> What is expected
Beginning at the line that contains "bird's eye, imagine", transcribe the remaining lines of the listing exactly; include the final line and omit everything before.

* begin *

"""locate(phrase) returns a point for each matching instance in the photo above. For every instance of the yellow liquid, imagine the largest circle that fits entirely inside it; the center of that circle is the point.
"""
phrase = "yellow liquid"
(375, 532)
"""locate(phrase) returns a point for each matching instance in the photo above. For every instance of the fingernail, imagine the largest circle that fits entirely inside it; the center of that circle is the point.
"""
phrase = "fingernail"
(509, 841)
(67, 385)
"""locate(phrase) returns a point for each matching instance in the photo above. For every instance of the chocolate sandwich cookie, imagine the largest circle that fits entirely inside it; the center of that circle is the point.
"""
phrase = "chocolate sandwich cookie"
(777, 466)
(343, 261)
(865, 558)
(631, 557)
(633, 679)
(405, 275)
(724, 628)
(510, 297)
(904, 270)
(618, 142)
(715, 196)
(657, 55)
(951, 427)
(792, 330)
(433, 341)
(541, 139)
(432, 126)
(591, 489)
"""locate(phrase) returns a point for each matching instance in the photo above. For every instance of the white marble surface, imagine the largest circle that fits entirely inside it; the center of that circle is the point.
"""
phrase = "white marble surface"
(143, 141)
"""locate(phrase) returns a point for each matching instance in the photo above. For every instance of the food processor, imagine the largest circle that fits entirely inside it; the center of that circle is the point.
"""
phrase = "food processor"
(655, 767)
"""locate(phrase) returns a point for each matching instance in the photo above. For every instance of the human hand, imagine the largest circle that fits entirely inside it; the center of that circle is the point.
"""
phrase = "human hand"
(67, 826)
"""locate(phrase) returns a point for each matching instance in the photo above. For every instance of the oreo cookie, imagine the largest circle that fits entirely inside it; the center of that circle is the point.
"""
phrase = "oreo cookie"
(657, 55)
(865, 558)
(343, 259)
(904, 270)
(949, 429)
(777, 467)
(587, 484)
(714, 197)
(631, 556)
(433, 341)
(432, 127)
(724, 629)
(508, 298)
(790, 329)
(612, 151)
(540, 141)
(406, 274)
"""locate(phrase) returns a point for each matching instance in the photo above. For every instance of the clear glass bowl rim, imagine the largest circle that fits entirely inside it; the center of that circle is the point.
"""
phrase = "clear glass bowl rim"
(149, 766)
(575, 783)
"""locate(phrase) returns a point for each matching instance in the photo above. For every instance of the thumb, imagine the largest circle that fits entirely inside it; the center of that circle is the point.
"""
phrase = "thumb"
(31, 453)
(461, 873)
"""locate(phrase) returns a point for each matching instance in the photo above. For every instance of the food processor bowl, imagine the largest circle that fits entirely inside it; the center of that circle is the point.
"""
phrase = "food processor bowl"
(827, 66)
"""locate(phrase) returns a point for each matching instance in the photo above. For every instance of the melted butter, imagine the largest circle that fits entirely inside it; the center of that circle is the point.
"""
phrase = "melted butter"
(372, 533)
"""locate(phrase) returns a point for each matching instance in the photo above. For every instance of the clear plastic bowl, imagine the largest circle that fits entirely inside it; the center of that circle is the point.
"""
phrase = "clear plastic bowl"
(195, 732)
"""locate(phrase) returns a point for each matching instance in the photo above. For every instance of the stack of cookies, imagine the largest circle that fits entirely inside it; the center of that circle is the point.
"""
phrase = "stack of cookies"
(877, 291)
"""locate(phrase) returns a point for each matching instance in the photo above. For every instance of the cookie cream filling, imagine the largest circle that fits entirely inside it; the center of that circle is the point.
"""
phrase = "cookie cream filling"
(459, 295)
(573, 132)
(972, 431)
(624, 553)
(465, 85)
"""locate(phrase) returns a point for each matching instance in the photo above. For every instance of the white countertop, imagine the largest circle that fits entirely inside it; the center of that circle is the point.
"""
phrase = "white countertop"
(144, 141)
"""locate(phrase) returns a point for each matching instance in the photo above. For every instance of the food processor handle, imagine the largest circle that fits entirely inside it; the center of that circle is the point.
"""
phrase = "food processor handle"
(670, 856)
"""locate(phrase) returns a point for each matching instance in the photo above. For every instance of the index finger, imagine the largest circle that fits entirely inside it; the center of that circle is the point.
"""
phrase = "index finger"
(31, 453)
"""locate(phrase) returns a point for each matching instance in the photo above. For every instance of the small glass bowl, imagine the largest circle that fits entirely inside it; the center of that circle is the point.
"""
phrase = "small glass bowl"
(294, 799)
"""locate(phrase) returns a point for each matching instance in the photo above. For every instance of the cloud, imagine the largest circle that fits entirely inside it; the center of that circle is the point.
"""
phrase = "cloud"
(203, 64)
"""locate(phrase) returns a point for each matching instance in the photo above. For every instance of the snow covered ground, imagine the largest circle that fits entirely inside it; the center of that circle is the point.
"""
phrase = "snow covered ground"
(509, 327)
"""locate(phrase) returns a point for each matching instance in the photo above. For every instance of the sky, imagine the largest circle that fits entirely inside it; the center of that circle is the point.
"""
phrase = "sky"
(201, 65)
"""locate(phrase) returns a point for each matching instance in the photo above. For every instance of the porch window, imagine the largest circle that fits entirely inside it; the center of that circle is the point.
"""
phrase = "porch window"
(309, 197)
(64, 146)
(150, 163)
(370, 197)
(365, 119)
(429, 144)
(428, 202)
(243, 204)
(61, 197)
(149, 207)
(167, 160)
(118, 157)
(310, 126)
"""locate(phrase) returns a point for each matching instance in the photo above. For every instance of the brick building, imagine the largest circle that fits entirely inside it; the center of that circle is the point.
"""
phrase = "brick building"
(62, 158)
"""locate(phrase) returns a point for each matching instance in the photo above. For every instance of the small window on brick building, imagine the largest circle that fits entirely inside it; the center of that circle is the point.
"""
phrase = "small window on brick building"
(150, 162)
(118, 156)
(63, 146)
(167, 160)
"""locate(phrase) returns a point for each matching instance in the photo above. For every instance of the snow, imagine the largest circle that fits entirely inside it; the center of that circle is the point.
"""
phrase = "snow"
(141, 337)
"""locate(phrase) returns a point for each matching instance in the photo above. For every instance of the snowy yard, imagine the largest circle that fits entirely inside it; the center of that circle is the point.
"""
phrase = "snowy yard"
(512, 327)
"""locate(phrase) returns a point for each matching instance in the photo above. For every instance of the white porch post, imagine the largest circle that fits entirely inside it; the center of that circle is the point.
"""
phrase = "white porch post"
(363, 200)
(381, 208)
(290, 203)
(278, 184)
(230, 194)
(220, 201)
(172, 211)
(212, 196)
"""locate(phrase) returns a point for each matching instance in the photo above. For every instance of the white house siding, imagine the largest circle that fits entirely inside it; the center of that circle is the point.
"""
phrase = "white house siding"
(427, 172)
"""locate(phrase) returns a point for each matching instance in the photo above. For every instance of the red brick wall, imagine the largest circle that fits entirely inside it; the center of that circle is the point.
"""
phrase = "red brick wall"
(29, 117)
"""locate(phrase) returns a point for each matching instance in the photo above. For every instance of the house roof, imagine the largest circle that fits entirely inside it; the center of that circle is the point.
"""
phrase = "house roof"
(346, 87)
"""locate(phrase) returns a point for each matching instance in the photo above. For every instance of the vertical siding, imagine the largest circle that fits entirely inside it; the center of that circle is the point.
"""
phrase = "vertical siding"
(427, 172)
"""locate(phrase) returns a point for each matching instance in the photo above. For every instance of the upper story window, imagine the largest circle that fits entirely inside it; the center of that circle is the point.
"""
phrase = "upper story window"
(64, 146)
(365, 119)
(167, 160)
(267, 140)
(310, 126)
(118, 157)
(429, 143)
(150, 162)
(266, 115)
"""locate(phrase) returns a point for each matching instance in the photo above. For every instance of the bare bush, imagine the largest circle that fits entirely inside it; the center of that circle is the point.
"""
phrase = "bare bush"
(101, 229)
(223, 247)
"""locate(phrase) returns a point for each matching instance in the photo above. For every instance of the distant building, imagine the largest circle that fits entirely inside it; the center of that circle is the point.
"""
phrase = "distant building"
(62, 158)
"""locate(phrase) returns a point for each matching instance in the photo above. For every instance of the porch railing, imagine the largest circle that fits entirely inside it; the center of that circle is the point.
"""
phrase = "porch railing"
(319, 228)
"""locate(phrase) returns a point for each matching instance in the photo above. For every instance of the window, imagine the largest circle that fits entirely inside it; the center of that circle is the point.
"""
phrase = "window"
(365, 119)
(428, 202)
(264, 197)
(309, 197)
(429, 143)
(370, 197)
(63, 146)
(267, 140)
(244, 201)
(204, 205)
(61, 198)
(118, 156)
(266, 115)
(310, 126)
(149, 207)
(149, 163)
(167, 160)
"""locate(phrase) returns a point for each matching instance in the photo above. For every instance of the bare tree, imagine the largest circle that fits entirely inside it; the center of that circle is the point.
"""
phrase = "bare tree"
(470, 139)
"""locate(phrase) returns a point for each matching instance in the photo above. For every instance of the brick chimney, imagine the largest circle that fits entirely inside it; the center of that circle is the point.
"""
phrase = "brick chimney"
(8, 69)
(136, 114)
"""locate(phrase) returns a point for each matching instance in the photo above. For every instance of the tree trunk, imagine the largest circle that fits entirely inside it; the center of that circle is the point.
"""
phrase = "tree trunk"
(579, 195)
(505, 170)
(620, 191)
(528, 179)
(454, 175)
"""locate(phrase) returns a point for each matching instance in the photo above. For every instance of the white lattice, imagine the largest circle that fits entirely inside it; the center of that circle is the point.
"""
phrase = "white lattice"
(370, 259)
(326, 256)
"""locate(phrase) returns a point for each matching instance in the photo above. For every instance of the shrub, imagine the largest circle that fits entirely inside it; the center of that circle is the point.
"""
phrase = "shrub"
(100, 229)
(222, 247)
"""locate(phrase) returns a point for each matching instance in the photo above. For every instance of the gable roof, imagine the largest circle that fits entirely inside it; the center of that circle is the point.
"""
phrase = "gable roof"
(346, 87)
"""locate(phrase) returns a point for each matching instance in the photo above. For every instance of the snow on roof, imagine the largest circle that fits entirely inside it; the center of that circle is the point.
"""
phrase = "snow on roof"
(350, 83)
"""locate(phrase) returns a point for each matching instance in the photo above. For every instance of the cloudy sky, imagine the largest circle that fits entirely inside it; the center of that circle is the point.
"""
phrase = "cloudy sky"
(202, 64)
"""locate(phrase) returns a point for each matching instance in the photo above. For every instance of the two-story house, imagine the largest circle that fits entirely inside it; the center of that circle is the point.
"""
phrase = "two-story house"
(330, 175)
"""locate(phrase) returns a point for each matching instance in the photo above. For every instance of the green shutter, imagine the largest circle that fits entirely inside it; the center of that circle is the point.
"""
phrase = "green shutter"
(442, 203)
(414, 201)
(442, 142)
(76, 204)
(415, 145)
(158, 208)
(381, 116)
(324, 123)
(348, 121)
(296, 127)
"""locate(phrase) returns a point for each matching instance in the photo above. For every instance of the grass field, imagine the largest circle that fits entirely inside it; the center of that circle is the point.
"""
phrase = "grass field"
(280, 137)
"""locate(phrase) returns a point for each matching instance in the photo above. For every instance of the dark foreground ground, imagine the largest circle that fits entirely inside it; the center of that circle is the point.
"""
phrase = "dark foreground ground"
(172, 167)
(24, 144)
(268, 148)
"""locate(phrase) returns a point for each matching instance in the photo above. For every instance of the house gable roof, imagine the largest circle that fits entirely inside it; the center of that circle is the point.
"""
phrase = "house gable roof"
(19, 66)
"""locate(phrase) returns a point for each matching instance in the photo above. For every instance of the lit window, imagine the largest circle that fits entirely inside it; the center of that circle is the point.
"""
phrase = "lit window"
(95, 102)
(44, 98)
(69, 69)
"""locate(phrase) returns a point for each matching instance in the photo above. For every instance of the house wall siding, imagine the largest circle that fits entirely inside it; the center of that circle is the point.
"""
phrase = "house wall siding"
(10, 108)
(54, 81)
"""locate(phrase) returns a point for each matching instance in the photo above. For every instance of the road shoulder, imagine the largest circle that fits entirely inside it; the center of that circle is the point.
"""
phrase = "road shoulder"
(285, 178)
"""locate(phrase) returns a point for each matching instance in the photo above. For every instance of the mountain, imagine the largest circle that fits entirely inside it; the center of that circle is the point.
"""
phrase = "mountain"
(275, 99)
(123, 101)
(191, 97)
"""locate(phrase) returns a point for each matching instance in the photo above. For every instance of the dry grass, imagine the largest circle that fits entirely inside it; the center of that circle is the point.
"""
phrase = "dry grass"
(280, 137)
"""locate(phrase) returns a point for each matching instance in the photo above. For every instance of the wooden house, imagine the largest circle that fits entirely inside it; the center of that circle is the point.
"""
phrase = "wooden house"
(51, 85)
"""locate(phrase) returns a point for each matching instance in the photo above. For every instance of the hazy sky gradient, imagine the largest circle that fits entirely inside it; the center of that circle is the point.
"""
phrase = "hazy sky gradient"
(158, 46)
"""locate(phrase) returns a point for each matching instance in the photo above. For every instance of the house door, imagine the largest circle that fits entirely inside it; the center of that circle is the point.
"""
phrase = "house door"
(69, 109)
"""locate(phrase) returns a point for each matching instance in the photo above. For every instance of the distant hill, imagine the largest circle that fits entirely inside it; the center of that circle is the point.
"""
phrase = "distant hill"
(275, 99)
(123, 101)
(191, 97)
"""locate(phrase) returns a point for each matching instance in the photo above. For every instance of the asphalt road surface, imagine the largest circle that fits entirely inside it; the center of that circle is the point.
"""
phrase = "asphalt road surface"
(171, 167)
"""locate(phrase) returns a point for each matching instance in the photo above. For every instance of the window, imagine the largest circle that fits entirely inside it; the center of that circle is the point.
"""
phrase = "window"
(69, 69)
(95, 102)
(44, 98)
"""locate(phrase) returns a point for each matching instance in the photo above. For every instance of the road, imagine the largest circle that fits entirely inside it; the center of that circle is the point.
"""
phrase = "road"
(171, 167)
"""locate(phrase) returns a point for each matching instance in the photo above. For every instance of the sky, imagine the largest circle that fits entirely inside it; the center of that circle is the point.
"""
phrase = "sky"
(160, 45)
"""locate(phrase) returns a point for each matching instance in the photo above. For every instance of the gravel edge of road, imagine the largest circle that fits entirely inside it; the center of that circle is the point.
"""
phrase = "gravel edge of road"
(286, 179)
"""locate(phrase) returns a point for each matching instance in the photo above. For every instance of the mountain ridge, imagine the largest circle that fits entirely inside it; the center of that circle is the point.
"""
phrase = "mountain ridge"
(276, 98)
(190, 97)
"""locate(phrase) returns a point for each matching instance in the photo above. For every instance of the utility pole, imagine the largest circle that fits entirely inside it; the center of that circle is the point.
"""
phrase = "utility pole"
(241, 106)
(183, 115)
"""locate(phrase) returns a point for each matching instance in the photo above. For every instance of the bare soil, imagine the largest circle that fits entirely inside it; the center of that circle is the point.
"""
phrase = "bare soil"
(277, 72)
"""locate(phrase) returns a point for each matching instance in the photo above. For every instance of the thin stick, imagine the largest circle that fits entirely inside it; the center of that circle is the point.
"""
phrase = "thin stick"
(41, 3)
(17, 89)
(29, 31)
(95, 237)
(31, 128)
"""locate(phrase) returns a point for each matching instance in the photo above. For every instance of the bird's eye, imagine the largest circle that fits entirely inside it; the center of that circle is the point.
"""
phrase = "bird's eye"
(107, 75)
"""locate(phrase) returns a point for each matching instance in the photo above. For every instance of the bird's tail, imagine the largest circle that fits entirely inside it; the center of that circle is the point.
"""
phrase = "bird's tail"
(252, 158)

* end *

> Result of the task
"""locate(phrase) returns a point for each matching instance in the photo above. For every instance of the bird's eye, imagine the largest circle that fits entirely inside it; the center of that circle is the point.
"""
phrase = "bird's eye"
(107, 75)
"""locate(phrase) returns a point for each matching instance in the photo above. For every instance of the bird's tail, imagine the largest circle that fits entirely inside it; the center of that circle is the point.
"""
phrase = "bird's tail"
(252, 158)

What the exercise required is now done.